---- Data under study
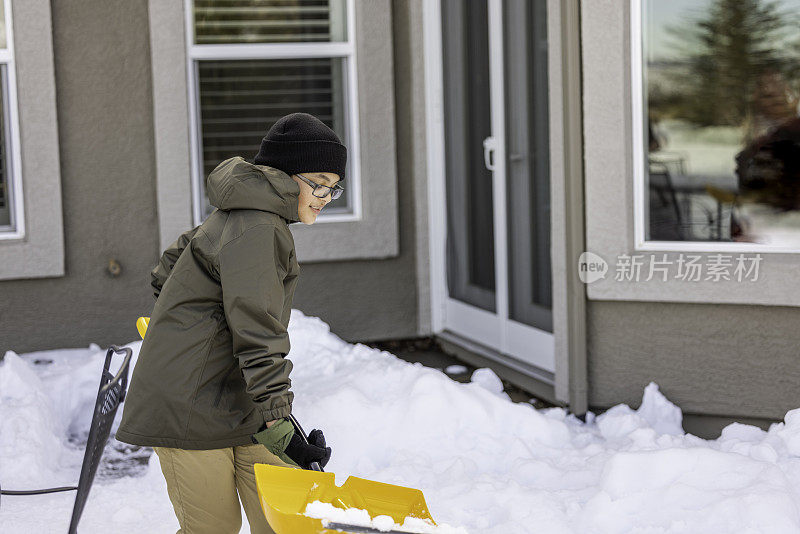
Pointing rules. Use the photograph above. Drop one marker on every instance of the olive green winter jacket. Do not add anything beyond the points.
(211, 369)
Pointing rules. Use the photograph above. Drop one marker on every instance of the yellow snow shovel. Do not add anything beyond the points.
(285, 492)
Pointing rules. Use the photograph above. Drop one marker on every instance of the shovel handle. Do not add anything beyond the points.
(314, 465)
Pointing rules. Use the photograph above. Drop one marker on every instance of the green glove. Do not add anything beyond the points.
(276, 438)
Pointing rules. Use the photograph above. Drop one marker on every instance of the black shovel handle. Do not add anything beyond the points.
(314, 465)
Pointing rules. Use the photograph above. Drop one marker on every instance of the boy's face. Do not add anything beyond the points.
(309, 206)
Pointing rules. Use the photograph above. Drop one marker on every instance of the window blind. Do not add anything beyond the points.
(268, 21)
(241, 99)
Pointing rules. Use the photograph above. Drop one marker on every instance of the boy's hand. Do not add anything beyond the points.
(315, 450)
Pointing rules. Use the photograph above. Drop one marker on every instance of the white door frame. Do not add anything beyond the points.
(494, 330)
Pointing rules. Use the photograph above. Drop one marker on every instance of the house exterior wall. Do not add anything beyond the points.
(715, 359)
(378, 299)
(726, 349)
(106, 134)
(105, 129)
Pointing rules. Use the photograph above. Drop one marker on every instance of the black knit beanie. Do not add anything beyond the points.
(300, 142)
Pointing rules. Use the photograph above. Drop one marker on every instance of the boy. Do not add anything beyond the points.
(210, 390)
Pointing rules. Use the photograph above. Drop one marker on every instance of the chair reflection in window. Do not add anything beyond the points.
(683, 211)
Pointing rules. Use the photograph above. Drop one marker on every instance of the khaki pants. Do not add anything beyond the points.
(202, 486)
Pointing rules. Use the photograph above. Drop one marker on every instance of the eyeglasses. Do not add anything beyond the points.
(321, 191)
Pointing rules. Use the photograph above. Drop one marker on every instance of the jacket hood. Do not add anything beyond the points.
(237, 184)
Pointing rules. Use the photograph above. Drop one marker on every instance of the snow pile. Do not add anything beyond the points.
(357, 517)
(483, 463)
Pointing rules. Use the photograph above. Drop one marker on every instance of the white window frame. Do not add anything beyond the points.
(638, 96)
(611, 46)
(36, 248)
(12, 145)
(346, 50)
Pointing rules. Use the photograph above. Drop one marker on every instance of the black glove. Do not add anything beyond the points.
(313, 451)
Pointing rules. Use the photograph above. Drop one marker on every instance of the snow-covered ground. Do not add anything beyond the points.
(483, 462)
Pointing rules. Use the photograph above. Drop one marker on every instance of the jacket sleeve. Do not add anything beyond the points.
(253, 297)
(161, 271)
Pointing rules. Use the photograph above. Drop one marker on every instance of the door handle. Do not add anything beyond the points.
(489, 148)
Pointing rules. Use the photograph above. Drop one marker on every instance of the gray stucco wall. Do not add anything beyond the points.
(725, 360)
(103, 83)
(373, 300)
(105, 133)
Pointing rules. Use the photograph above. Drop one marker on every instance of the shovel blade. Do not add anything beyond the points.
(284, 493)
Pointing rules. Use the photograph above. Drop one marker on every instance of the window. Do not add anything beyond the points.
(253, 61)
(11, 216)
(720, 124)
(31, 243)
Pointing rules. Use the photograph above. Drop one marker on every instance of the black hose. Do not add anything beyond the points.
(37, 492)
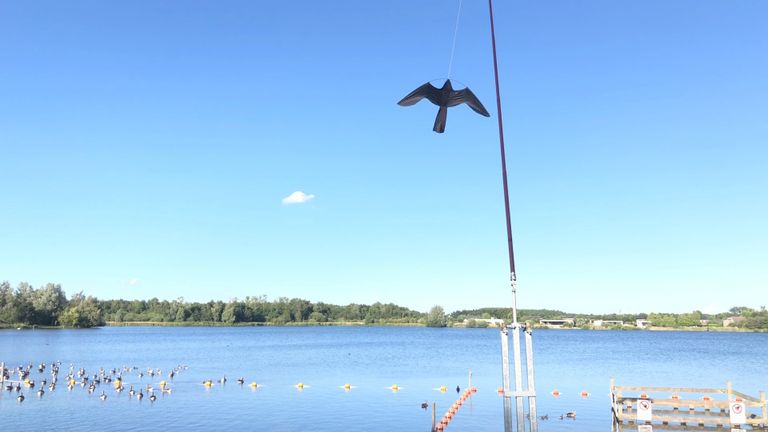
--------
> [Exercise instructions] A faithful copy of all the data above, without its pictures, is the expected result.

> [Answer area]
Pointing rules. Use the photograph above. Drop one marker on every instance of the olive green winter jacket. Do not add anything beyond the points.
(211, 369)
Pointing rules. Use the photograph above. Drop one marker on every instance of the yellow snow shovel. Do not add anything beyond the points.
(285, 492)
Pointing rules. Use the photograph above. Drop one marker on every instance of the shovel handle. Do not add anything beyond the points.
(314, 465)
Pointing rules. Use the photograph above. Drop one marker on every instance of the green glove. Do not add anything beyond the points.
(276, 438)
Pointing rules. Use the photograph above. Drop one marker on every instance of the black shovel handle. Do not add anything beyond the points.
(314, 465)
Pointing rules. Use the photograph above. Drop one marker on every instance of the boy's face. Do not add anything beyond the points.
(309, 206)
Pointing rules. Use the photograph above. Drop one marker on every instance of the window blind. Do not add anything beyond the points.
(268, 21)
(241, 99)
Pointing rules. Use the photograph above. Drop one marker on every instance of the boy's hand. Do not add anything beyond the points.
(315, 450)
Pointing rules. Use the photograph above. Drop one marker on every instance of the white door frame. Do not add anything beyond the points.
(494, 330)
Pointing rules. Use the photograph above. Drop one marker on every instance of the house exterior wall. Do not add anything beyond the points.
(715, 359)
(378, 299)
(726, 349)
(106, 134)
(105, 129)
Pointing rules. Use the photograph above. Drop one marker on every instance of the black knit beanie. Do not add anything beyond the points.
(300, 142)
Pointing rules. Use the photograph above. Drop one marker on every instance of the boy. Do not add anything beyond the points.
(210, 390)
Pointing rules. Use the photograph above. Drop one marker on every instance of the chair reflection in window. Do not add anything beyond the points.
(683, 211)
Pointing rules. Use the photograph above. Drop one marker on every instance of the khaki pants. Do not add anything beyond the points.
(202, 486)
Pointing rules. Use the photograph above. Drop one marker on every instance of the eyeglasses. Do not add anything beyond the points.
(321, 191)
Pointing rules. Use the photograph above. Drop one marker on every instance of the jacket hood. Do not add anything beyond the points.
(237, 184)
Pointing rules. Use the photograph above. Drop one marker on every instance of the snow pile. Do not add anything beyond the points.
(357, 517)
(483, 463)
Pointing rules. Use the photograph above. Drop one marker on every instance of the white window frame. Do not add anything beyond the points.
(638, 96)
(611, 46)
(36, 248)
(12, 145)
(346, 50)
Pointing rules. Use the photograph above. Drop one marker on every instance of the black glove. Do not add anything beyond the points.
(313, 451)
Pointing rules. Use the photograph above. Drop one marker on every instance of the snow-covered ground. Do not add anything beyond the points.
(483, 462)
Pointing rules. Use the photograph above. Drop one marker on every instance of the jacket sleeve. Do not add anything beyond the points.
(253, 297)
(161, 271)
Pointing rules. Use the photograph above. Drop one marker on every instance of the door handle. Do not add anything beyond the points.
(489, 148)
Pointing rules. Use the photograph above. Drop one marker on every instance of the gray stucco wall. Do not add anything beyond the points.
(725, 360)
(103, 83)
(373, 300)
(105, 133)
Pointing rules. Use the photograph above. Drop one marker on every instance of the shovel blade. Do not add anything beyond the points.
(284, 493)
Pointing rules. Use the photograph above. Drop one marker on every instance of the window. Do not add anything beyond the points.
(253, 61)
(11, 216)
(720, 124)
(31, 243)
Pointing rules. Use the photograph above. Drop one marker on every instance of the black hose. Do not add anything beyond the points.
(37, 492)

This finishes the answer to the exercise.